▶ [Problem to solve] Echo the lines from the one with "# outline every instance of the autumn" up to and including the one with "[[[0,7],[2,360],[542,360],[539,1]]]", reproducing them exactly.

▶ [Data]
========

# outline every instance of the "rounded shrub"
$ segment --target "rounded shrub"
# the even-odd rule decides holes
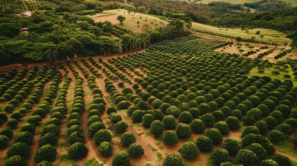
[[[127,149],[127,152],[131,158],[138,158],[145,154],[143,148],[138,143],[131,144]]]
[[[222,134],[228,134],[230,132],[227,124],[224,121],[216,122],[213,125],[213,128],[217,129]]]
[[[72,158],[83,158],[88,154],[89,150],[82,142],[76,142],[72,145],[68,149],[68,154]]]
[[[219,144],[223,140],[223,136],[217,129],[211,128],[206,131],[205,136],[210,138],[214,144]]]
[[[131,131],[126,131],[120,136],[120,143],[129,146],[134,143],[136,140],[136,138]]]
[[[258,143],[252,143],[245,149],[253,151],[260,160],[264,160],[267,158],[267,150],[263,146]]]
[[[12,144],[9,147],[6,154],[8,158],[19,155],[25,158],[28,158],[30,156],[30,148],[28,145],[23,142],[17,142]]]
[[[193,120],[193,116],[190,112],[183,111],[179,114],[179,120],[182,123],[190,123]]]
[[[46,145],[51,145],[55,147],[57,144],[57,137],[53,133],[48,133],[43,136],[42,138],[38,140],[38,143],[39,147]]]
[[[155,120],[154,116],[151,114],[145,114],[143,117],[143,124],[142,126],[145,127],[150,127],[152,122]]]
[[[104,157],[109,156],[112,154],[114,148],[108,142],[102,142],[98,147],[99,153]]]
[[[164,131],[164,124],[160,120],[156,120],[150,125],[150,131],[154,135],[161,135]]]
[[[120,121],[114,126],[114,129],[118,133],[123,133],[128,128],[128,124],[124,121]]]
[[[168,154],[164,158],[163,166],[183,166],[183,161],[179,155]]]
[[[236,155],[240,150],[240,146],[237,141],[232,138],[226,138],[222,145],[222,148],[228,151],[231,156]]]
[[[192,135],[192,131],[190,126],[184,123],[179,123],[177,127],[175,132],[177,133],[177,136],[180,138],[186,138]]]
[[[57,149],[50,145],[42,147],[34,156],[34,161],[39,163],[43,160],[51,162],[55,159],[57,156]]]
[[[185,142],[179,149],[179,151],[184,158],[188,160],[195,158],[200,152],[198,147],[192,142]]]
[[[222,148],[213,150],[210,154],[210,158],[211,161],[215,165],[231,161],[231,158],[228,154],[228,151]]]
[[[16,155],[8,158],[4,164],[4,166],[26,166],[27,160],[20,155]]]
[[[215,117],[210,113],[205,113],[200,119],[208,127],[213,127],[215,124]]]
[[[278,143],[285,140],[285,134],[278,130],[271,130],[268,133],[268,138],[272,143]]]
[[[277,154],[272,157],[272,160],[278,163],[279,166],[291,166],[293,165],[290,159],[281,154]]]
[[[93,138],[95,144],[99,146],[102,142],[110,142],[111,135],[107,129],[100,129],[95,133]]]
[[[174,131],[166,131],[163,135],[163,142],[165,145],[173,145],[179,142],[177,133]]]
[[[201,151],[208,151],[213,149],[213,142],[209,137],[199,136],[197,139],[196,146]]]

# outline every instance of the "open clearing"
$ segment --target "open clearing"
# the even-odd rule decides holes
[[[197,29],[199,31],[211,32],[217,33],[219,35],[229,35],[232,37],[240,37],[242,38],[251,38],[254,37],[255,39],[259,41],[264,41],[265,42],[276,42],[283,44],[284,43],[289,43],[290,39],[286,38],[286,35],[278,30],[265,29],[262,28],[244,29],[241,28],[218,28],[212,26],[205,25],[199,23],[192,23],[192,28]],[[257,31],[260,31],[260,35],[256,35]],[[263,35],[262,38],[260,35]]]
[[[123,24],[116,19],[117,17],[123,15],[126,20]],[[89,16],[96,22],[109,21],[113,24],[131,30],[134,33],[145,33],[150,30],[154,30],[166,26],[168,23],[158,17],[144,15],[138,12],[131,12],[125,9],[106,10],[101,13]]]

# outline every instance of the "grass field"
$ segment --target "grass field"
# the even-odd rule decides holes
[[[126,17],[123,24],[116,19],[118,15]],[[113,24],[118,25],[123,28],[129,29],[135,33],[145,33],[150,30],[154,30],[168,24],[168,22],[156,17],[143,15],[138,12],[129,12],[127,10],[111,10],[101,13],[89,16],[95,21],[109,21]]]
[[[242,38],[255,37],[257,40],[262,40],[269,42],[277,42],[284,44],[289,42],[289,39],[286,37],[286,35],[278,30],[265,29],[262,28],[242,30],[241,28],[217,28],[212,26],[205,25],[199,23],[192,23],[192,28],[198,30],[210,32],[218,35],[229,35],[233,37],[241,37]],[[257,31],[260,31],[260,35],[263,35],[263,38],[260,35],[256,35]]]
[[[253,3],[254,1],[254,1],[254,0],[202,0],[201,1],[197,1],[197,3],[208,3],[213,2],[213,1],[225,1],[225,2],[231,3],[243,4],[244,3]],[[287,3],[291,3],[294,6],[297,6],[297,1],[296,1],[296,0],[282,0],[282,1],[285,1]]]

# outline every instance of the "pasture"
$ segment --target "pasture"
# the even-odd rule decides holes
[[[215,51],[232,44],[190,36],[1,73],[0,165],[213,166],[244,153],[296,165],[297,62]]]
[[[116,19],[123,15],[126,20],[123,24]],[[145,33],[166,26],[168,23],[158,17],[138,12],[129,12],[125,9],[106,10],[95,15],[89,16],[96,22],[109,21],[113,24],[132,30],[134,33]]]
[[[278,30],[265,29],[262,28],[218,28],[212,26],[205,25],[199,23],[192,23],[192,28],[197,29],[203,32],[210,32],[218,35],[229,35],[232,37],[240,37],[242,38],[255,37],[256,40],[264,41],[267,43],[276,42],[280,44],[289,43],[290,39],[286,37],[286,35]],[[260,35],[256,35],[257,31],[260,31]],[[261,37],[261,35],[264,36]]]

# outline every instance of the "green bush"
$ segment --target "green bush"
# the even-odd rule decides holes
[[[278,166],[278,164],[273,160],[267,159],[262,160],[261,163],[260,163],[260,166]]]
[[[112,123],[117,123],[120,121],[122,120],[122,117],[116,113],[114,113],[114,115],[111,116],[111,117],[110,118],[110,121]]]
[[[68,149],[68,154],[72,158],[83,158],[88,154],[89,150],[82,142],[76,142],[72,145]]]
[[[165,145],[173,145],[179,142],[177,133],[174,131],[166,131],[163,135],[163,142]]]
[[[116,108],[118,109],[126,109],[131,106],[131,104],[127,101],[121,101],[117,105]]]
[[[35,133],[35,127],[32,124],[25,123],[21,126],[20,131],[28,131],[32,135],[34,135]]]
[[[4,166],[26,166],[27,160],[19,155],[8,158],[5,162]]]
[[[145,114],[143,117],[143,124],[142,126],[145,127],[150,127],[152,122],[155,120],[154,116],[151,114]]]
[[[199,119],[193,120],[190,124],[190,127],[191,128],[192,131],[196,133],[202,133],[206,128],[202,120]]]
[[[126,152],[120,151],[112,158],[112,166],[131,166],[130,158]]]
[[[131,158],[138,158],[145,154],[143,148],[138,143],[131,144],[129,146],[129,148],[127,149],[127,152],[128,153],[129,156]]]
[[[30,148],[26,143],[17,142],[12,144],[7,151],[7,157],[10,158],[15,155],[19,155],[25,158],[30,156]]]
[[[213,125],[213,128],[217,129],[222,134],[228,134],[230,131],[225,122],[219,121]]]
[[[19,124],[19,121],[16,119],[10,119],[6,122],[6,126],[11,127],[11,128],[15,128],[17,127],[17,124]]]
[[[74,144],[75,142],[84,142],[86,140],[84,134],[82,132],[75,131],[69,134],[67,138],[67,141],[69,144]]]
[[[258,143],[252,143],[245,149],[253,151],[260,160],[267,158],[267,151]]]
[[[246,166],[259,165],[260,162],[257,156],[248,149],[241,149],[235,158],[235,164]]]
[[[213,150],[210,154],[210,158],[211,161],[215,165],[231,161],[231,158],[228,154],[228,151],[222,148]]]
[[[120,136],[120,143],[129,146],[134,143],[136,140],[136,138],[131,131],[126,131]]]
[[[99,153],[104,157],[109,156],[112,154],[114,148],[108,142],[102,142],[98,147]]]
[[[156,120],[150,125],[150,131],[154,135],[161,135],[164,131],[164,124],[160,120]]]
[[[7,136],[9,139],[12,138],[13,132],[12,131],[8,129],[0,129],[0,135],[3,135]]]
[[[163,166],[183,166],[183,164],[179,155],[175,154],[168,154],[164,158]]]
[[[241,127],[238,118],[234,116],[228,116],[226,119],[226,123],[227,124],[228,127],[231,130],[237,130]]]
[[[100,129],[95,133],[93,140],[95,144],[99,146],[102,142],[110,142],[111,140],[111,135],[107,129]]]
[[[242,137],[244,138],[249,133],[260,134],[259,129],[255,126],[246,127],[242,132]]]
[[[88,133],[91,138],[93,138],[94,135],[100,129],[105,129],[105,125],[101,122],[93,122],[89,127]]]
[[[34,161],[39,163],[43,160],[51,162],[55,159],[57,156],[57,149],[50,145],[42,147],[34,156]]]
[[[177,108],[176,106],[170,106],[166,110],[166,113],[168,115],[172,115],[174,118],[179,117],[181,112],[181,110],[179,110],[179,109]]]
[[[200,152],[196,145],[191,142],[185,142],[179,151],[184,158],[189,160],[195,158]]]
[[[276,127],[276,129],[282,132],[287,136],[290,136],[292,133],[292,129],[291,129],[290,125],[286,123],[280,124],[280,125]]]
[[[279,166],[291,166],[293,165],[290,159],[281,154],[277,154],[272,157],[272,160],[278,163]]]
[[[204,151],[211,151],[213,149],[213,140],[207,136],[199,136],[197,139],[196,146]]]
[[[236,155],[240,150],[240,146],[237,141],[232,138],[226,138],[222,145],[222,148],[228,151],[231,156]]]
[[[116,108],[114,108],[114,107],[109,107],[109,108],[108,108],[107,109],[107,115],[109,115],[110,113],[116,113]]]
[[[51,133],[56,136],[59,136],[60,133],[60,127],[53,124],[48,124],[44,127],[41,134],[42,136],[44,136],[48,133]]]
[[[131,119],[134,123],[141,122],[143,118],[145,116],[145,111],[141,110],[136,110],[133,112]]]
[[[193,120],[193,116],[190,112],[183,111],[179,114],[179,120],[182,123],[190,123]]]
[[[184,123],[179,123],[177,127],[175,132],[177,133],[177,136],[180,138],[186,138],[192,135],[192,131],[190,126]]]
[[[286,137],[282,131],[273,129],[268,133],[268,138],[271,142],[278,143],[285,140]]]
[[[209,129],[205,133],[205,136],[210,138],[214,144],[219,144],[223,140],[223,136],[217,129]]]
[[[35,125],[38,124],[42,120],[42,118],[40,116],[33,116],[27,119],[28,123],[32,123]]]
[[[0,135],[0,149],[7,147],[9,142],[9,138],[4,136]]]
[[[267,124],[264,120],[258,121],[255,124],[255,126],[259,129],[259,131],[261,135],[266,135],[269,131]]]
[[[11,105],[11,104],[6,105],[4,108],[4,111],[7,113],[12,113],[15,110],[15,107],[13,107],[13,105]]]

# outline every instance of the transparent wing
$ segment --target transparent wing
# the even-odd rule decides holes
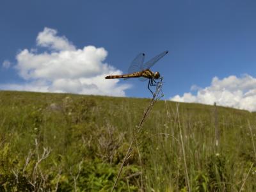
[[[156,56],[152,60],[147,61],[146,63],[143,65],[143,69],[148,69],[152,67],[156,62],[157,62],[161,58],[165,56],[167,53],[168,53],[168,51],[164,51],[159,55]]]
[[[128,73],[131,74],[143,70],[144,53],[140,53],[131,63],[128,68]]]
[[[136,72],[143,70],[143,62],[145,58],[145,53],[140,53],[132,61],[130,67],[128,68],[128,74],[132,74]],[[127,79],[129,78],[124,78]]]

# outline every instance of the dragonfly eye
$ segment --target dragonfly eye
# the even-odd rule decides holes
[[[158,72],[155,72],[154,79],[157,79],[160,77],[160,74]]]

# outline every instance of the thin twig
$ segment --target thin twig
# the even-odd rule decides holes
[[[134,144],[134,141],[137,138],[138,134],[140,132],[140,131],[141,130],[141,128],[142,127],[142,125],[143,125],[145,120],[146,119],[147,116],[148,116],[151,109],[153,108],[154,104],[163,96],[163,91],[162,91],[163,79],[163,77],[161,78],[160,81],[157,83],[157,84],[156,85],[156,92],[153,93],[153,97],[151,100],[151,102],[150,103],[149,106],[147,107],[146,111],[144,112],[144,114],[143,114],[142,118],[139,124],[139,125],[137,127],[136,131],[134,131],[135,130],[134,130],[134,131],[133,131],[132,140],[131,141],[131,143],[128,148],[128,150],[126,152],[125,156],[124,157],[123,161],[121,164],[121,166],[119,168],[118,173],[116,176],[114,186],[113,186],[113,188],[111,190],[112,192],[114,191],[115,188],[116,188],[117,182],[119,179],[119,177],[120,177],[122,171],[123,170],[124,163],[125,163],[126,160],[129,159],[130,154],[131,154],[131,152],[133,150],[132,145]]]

========

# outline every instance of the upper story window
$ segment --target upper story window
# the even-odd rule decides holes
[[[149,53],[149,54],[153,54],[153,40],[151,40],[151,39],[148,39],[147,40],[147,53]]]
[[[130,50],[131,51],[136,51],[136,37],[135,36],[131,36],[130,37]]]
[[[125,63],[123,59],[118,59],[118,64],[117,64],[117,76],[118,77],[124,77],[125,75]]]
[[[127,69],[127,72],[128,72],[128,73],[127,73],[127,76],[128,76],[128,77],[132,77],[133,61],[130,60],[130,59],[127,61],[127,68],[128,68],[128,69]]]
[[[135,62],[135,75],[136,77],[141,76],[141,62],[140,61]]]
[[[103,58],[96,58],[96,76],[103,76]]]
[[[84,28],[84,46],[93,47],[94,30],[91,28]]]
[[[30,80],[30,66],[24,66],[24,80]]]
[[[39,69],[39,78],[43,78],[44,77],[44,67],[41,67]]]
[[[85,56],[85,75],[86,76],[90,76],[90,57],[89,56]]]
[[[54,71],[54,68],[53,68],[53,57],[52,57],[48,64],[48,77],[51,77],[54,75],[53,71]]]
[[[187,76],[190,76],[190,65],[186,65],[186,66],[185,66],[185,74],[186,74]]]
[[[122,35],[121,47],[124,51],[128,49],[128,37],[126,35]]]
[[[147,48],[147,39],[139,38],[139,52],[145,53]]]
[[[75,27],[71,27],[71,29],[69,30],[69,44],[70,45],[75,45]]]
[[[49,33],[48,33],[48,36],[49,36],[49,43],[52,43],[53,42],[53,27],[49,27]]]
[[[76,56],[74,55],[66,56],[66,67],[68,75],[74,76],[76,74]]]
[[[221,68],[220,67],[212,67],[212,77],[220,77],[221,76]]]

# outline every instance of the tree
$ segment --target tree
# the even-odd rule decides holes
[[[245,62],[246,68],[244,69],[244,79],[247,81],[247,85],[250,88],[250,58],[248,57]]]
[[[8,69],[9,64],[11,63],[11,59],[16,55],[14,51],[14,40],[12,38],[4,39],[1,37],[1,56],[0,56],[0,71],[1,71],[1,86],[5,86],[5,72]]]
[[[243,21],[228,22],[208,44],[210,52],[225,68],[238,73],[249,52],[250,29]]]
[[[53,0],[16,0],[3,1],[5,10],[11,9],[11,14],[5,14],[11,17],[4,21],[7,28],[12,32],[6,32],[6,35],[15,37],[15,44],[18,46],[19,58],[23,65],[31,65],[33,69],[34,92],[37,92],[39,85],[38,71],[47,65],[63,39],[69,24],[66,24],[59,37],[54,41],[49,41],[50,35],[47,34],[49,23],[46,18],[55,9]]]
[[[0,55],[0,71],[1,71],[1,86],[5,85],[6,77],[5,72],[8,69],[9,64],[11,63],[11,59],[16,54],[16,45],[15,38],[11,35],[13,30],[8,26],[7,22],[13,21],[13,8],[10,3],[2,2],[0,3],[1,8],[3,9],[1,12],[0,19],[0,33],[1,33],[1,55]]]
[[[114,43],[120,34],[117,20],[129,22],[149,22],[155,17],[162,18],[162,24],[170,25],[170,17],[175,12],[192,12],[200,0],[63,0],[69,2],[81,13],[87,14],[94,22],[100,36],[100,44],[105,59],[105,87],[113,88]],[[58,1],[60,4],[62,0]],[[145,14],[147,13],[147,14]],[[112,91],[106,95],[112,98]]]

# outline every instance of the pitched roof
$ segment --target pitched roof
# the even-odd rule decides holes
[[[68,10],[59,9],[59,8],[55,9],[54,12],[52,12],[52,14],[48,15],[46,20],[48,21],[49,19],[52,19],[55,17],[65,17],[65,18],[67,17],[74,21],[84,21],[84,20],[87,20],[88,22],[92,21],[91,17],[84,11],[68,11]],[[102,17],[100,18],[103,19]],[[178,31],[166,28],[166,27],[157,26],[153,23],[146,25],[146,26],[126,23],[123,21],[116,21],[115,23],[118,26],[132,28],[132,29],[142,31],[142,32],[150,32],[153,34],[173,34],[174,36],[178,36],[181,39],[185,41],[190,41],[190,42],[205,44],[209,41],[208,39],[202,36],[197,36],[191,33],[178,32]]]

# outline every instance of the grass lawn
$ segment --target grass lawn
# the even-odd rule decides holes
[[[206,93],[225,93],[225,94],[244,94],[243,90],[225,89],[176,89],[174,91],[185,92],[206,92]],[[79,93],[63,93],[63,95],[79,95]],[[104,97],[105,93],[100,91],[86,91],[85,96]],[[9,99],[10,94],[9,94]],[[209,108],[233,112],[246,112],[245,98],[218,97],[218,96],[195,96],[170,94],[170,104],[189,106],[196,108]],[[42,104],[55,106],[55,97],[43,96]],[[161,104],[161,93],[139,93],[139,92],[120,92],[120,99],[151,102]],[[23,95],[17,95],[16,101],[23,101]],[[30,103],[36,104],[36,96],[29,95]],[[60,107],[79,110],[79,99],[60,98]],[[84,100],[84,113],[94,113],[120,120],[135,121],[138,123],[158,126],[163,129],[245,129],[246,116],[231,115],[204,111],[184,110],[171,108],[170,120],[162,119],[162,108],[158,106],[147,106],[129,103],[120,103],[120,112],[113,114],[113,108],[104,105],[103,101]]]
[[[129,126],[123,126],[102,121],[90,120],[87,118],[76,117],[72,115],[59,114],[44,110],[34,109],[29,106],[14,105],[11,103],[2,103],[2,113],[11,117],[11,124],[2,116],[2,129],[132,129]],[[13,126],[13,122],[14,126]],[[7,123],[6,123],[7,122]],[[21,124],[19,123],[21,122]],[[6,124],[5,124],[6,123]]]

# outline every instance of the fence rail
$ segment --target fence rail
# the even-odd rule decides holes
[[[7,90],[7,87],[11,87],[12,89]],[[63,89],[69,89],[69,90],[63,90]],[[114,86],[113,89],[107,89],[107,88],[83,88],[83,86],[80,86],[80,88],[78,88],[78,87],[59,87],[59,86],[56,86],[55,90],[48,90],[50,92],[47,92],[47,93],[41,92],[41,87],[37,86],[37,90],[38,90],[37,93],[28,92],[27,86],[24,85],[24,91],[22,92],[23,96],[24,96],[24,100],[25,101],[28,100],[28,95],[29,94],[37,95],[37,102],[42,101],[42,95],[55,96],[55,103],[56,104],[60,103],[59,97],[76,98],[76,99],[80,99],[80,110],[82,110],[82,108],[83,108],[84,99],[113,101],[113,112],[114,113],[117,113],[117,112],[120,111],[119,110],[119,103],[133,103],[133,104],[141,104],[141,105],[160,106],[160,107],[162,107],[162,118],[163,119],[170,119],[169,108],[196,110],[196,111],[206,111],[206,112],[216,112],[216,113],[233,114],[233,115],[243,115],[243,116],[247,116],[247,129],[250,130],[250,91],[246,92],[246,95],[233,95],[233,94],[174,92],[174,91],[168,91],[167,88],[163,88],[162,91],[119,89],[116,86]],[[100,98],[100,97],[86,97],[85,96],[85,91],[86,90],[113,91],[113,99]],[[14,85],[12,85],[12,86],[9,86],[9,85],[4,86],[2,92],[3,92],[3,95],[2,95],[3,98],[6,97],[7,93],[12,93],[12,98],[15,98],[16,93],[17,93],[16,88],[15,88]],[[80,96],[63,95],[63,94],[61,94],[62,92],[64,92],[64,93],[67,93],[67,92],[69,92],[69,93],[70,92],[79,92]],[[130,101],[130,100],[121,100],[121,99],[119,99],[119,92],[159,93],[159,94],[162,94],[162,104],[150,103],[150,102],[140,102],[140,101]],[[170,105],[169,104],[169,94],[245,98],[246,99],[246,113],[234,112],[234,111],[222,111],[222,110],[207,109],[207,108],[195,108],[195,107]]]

========

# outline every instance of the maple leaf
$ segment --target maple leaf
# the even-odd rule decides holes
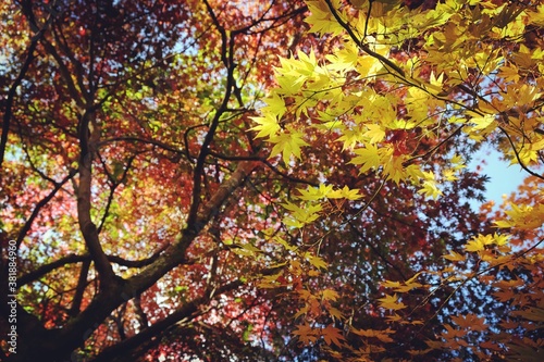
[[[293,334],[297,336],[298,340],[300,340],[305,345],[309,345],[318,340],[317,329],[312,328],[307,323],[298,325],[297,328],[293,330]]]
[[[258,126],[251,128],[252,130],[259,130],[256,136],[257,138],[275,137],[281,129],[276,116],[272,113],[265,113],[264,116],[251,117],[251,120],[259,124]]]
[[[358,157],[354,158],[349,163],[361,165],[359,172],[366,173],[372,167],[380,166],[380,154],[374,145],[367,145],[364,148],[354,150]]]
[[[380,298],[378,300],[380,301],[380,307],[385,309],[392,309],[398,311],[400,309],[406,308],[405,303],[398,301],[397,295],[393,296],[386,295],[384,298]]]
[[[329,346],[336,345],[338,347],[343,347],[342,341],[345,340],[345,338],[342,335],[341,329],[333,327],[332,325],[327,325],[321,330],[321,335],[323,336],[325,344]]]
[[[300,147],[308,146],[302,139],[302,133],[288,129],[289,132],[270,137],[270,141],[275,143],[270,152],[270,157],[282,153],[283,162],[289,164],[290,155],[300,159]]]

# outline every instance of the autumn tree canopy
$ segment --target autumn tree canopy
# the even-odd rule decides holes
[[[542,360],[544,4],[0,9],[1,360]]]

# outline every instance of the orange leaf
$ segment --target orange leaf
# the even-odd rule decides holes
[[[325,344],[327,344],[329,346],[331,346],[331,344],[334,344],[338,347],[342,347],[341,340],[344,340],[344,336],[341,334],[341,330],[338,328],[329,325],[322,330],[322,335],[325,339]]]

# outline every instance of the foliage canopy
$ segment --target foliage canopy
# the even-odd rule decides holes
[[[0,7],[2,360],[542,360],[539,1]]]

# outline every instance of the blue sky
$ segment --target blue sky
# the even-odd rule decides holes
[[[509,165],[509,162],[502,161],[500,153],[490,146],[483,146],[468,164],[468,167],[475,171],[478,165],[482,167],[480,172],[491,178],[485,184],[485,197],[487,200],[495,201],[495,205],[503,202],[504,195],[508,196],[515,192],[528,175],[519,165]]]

========

▶ [Result below]
# outline every instance of the autumn tree canopy
$ segment --target autumn tree canopy
# the even-odd rule decides holes
[[[542,360],[544,4],[0,9],[1,360]]]

# outline every instance of the orange leaf
$ segment --target orange leaf
# the even-odd rule decides holes
[[[325,344],[327,344],[329,346],[331,346],[331,344],[334,344],[338,347],[342,347],[341,340],[344,340],[344,336],[341,334],[341,330],[338,328],[329,325],[322,330],[322,335],[325,339]]]

# outline every instance of the foliage canopy
$ segment --target foliage canopy
# the even-odd rule decides holes
[[[0,7],[2,360],[542,360],[539,1]]]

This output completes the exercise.